● **THE EXERCISE**: Reproduce the data from the line with "Query: distant ocean surface" up to and including the line with "105 L 1 448", requests included. Scale every coordinate in the answers by 1.25 and round to whole numbers with halves going up, leaving the requests and their format samples unchanged.

BEGIN RECORD SET

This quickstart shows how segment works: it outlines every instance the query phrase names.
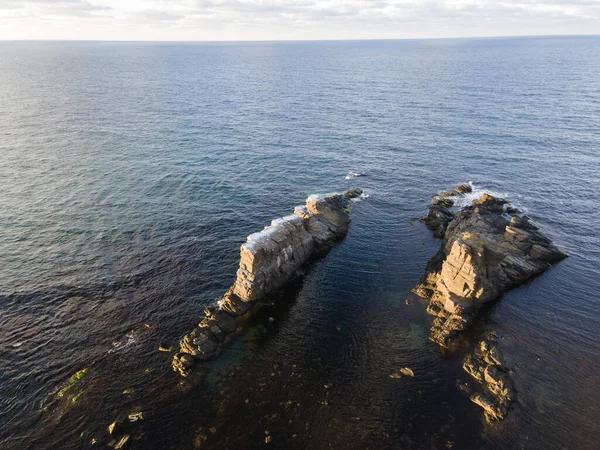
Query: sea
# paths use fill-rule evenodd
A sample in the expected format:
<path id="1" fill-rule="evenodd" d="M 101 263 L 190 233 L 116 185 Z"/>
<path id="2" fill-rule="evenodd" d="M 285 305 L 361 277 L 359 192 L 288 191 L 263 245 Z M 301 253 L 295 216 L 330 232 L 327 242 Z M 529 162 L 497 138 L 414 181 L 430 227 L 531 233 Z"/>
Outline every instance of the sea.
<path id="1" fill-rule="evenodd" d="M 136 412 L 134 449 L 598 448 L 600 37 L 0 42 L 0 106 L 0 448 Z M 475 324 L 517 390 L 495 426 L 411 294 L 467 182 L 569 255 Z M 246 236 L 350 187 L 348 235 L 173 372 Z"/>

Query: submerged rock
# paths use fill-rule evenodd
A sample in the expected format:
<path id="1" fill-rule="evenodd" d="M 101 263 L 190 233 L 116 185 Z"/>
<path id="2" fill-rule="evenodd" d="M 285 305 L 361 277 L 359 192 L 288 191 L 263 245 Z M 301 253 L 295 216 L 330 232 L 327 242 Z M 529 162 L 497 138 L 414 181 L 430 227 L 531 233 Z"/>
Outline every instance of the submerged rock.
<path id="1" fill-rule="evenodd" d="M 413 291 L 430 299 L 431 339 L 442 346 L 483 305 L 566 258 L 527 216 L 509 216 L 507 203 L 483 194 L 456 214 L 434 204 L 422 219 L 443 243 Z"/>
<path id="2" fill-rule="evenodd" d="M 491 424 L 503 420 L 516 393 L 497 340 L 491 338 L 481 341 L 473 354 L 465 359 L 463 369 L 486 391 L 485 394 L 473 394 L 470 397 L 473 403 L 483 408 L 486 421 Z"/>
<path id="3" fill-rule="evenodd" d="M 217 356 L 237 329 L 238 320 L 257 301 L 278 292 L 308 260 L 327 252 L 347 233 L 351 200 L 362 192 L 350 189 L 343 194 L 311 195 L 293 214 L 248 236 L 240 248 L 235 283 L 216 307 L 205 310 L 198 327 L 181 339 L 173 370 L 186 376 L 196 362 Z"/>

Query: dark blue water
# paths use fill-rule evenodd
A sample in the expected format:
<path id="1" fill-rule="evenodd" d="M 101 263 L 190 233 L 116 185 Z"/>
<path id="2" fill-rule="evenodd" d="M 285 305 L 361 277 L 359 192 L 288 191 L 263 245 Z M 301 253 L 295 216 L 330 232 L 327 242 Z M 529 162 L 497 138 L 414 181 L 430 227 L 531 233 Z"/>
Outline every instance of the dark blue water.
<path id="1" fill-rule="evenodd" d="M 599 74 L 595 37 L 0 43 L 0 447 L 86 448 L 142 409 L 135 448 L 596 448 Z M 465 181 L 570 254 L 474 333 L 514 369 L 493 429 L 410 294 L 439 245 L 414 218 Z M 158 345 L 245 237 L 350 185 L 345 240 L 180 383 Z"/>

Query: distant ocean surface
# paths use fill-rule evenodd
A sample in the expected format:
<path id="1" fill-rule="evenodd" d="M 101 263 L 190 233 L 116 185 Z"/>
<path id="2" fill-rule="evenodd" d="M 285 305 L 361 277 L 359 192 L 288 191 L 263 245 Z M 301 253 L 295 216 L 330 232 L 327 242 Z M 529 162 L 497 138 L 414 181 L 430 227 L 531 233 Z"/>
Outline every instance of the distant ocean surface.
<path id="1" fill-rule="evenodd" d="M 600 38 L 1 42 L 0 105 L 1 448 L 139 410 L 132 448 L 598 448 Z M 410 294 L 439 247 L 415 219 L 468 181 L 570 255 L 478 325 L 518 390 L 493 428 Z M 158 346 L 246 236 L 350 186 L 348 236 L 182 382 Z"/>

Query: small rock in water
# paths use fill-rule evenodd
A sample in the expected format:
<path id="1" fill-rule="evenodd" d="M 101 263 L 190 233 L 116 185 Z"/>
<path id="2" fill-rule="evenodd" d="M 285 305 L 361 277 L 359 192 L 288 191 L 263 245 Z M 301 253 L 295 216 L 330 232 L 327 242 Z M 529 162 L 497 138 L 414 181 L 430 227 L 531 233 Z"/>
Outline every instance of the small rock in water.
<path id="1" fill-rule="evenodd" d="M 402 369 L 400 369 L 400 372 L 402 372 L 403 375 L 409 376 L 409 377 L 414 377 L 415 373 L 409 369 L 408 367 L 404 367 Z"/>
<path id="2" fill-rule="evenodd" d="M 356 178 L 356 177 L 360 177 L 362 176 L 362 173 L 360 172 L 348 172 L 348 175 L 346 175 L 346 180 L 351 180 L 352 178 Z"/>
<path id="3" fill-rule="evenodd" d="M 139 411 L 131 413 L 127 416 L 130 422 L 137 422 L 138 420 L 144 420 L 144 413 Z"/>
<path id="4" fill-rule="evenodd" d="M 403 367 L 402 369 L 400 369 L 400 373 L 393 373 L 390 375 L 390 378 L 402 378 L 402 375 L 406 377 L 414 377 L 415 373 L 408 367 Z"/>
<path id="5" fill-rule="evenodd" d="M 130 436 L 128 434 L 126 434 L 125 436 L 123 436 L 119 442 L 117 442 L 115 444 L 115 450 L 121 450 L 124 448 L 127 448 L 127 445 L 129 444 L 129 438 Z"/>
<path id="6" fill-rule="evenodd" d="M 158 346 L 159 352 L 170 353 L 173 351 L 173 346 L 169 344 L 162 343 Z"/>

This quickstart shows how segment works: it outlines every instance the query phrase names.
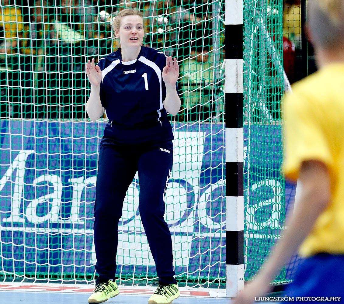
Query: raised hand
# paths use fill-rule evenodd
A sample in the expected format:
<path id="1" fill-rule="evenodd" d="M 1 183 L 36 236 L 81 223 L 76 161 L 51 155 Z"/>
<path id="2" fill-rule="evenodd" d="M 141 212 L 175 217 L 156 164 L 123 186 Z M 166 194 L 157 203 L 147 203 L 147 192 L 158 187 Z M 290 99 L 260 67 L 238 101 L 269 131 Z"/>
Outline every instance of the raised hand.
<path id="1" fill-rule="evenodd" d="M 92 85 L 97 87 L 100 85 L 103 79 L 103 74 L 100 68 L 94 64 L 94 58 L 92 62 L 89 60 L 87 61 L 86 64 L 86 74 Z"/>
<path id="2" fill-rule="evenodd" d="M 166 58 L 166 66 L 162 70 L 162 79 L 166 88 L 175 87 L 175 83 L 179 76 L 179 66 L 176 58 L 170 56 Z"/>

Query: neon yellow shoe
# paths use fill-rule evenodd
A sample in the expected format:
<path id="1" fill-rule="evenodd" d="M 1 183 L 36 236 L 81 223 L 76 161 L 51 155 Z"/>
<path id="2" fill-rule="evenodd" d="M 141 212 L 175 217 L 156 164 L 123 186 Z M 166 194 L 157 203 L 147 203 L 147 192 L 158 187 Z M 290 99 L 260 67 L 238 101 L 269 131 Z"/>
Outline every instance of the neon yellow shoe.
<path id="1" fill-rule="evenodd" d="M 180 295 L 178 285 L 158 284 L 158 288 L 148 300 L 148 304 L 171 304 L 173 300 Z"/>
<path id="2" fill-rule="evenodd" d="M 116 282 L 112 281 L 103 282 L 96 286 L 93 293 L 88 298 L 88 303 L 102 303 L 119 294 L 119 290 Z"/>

END RECORD SET

● **EXERCISE RESPONSE**:
Query: distant ocean surface
# paths use fill-rule evenodd
A sample in the expected format:
<path id="1" fill-rule="evenodd" d="M 101 263 L 190 233 L 116 185 Z"/>
<path id="2" fill-rule="evenodd" d="M 285 305 L 361 277 L 359 192 L 288 191 L 263 245 Z M 301 253 L 295 216 L 330 232 L 327 242 Z M 529 162 L 497 138 L 414 181 L 430 227 L 531 233 Z"/>
Outline every instance of the distant ocean surface.
<path id="1" fill-rule="evenodd" d="M 750 48 L 1 53 L 0 131 L 1 560 L 174 513 L 165 560 L 748 560 Z M 513 368 L 549 309 L 519 274 L 585 226 L 713 319 L 598 406 L 648 488 L 616 535 Z M 198 433 L 308 295 L 438 233 L 435 295 L 228 478 Z"/>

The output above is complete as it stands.